List every line below that contains the word "skin".

Object location annotation data
■ ■ ■ ■ ■
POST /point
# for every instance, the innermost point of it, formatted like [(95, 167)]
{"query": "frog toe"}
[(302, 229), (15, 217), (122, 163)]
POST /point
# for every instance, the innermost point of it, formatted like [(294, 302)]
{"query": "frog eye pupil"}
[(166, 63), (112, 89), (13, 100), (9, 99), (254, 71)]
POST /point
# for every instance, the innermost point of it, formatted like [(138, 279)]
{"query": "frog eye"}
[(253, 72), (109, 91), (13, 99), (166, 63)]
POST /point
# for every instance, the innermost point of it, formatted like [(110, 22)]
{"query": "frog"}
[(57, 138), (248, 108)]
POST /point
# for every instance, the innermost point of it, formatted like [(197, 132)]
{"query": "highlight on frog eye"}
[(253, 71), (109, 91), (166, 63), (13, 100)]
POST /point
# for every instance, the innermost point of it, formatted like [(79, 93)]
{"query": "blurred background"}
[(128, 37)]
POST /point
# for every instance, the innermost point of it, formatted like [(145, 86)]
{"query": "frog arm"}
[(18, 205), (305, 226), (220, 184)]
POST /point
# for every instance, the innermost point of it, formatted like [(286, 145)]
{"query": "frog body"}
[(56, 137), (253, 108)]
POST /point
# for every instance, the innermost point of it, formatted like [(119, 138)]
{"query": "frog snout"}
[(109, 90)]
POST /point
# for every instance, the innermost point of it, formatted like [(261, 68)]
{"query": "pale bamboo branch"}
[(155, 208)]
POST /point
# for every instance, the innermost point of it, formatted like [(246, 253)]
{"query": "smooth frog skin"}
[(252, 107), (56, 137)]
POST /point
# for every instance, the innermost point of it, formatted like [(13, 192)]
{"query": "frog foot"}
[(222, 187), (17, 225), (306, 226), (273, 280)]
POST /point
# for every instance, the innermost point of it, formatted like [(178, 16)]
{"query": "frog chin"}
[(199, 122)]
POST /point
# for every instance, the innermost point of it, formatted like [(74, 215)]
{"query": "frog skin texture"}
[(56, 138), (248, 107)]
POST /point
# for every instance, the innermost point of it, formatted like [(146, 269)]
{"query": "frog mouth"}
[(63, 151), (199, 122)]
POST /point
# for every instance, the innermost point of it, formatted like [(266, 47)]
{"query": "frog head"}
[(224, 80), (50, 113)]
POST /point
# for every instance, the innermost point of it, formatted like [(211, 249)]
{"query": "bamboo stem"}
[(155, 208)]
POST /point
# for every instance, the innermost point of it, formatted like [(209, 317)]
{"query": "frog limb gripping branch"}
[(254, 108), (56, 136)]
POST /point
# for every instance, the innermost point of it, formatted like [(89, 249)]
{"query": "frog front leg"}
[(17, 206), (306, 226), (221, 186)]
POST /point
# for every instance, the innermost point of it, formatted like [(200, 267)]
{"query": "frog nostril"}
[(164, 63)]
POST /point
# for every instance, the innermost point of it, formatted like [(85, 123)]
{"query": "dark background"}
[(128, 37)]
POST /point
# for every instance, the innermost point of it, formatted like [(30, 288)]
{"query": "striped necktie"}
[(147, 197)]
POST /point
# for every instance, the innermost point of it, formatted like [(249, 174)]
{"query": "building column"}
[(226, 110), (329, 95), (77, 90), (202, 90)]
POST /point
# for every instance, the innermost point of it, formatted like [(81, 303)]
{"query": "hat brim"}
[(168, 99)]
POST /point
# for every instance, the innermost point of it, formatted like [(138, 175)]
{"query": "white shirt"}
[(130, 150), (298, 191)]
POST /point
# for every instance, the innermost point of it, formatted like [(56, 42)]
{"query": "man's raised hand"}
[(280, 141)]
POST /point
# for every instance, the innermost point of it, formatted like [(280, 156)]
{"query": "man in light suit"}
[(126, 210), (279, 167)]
■ ■ ■ ■ ■
The reply
{"query": "smooth frog skin"}
{"query": "frog skin texture"}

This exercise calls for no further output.